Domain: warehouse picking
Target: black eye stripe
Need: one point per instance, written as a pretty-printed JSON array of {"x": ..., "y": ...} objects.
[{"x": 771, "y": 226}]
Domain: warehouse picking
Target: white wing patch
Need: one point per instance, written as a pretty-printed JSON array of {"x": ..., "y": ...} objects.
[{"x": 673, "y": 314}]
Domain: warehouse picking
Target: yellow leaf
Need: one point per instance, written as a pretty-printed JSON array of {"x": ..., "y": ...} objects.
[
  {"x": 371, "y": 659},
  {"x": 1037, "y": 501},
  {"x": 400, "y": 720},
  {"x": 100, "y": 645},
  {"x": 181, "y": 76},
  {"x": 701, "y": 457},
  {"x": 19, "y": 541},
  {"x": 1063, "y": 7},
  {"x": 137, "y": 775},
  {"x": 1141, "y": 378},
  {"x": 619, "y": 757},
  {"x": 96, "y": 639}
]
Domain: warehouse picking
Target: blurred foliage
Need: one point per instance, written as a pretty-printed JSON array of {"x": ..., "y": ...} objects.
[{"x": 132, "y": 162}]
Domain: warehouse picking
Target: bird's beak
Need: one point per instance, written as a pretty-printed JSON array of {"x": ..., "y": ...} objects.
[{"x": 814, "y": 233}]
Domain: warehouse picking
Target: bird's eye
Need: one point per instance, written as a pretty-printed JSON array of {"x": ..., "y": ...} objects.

####

**Goal:** Reproduce the items above in full, substituting "retail shelving" for every occurrence of "warehouse picking" and leaving all other text unchanged.

**Answer in full:**
Domain: retail shelving
Target: black eye stripe
Need: one point per instance, written as a pretty-printed JSON array of {"x": ..., "y": ...} objects.
[{"x": 771, "y": 226}]
Domain: retail shelving
Target: white wing patch
Need: one point per instance, written as a pretty-printed JSON array of {"x": ..., "y": ...} objects.
[{"x": 673, "y": 314}]
Domain: retail shelving
Target: yellow leaf
Need: one point per instance, written as a pretty-printed JSON array of {"x": ..., "y": ...} objects.
[
  {"x": 371, "y": 659},
  {"x": 1037, "y": 501},
  {"x": 400, "y": 720},
  {"x": 100, "y": 645},
  {"x": 181, "y": 76},
  {"x": 701, "y": 457},
  {"x": 19, "y": 541},
  {"x": 1063, "y": 7},
  {"x": 137, "y": 775},
  {"x": 1141, "y": 378},
  {"x": 619, "y": 757},
  {"x": 96, "y": 639}
]
Domain: retail shelving
Target: blurred foliage
Need: one point per instance, written as a pretty-printed JSON array of {"x": ..., "y": ...} objects.
[{"x": 132, "y": 162}]
Domain: retail shelving
Target: bird's beak
Need: one point per instance, written as a pretty-printed JSON array of {"x": ..., "y": ...} objects.
[{"x": 814, "y": 233}]
Domain: retail shelving
Target: bird's eye
Need: one point per instance, written as a pretty-printed JSON array of {"x": ..., "y": ...} objects.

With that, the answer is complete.